Aim of the task ▸ Rescale the lines beginning at the one that contains "[spot] the white flower" and stopping after the one that contains "(1100, 389)". Write out every line in full, multiply each x and y coordinate by 2.05, round the results to whole numbers with halves rounded up, and leave out the pictures.

# Start of Input material

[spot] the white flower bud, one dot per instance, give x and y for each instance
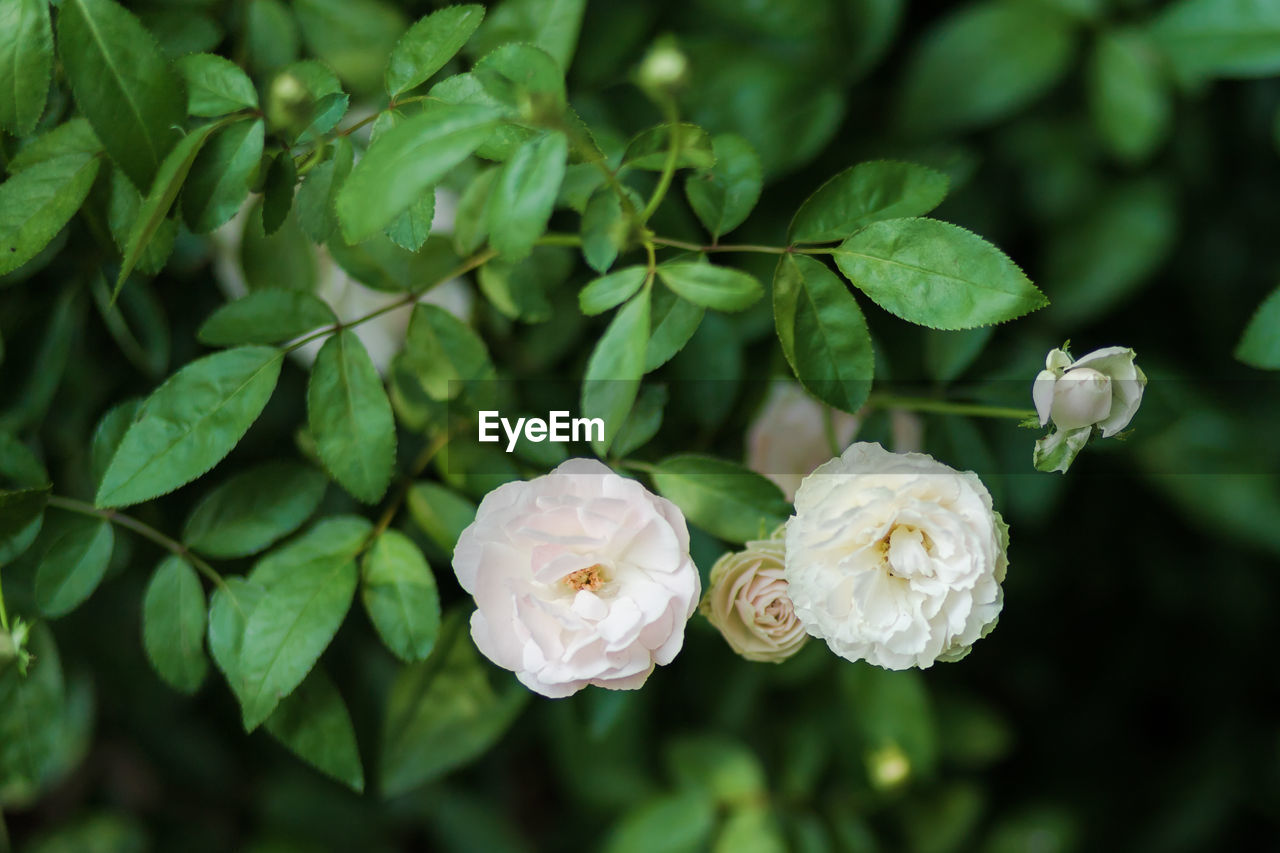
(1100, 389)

# End of Input material
# Start of Input material

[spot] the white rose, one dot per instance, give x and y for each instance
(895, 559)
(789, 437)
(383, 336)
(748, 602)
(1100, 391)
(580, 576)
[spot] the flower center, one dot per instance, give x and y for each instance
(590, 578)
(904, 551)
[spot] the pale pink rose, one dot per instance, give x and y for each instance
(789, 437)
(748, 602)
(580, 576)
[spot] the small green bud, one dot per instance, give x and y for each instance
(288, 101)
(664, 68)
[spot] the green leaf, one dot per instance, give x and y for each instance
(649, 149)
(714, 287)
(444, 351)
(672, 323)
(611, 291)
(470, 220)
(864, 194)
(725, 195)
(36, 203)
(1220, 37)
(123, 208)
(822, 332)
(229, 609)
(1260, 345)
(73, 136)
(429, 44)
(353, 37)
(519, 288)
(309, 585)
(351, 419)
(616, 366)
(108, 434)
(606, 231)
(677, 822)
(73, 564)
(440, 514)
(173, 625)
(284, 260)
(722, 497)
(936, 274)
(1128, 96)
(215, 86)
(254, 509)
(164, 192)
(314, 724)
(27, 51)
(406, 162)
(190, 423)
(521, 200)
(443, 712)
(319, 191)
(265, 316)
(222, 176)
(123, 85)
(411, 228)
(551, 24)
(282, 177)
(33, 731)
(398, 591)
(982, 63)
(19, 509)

# End of Input material

Response to this task ▸
[spot] the white flower bud, one dot per instance, give x and y for each instance
(2255, 797)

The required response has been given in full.